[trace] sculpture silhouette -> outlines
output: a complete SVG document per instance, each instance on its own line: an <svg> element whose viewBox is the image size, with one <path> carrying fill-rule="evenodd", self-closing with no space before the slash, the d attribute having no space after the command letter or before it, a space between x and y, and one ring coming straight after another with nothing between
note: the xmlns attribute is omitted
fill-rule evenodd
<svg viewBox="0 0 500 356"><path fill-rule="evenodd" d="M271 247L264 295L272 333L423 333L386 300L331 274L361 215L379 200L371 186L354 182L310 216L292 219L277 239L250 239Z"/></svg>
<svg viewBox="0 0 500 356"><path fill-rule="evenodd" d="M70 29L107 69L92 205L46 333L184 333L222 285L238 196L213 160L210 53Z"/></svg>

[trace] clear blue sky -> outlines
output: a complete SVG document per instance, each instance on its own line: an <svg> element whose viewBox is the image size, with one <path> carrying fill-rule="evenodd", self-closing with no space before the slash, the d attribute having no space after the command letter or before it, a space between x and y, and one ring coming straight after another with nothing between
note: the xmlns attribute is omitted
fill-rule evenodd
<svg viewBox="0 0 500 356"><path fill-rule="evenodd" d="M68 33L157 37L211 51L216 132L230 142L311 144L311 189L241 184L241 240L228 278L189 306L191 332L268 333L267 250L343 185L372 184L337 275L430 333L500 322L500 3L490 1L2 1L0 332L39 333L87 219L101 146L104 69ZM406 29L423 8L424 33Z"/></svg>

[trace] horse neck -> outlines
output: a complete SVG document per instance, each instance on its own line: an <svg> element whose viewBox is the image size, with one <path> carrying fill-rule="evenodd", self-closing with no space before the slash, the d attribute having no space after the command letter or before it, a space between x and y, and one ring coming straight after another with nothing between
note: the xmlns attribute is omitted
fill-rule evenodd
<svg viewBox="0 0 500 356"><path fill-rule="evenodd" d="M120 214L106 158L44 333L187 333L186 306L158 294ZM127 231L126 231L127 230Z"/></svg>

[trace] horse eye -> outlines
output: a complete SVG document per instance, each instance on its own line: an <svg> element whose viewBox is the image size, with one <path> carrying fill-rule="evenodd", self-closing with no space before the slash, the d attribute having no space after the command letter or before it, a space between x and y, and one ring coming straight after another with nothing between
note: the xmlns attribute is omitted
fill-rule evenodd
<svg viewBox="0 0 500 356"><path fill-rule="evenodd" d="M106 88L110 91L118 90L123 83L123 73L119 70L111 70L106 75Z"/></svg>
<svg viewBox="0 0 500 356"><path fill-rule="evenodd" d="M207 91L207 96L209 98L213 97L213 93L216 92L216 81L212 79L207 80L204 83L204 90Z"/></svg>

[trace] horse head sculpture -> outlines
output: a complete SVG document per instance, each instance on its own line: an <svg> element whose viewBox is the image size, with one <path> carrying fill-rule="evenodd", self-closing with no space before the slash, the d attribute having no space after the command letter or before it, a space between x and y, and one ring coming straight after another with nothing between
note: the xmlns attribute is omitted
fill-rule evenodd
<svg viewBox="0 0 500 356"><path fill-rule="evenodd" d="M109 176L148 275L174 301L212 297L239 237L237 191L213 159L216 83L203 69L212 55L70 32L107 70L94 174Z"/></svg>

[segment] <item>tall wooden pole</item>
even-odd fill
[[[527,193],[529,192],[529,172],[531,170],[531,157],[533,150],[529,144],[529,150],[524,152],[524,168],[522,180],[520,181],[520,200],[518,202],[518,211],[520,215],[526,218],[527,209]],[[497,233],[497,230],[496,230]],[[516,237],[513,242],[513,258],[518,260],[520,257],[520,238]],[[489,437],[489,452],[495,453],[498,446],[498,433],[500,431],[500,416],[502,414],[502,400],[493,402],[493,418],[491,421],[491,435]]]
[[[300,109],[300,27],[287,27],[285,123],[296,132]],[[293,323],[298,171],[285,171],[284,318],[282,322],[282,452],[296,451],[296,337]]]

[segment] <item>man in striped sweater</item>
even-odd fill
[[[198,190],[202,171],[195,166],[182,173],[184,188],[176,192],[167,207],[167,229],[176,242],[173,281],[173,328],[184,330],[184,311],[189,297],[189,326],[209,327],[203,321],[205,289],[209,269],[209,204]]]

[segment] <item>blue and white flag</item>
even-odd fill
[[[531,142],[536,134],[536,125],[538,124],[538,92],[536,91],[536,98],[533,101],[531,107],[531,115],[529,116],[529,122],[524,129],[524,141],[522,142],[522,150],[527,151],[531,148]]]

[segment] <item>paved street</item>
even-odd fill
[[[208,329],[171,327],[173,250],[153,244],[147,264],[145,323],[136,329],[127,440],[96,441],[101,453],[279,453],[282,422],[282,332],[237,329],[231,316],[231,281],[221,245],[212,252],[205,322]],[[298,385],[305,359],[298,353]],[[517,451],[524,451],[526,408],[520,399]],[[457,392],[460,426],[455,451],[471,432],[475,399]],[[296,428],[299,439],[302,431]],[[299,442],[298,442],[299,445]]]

..........

= WRITTEN EXERCISE =
Count the lines of the records that contain the string "segment", matching case exactly. Reply with only the number.

= SOLUTION TO THIS EXERCISE =
4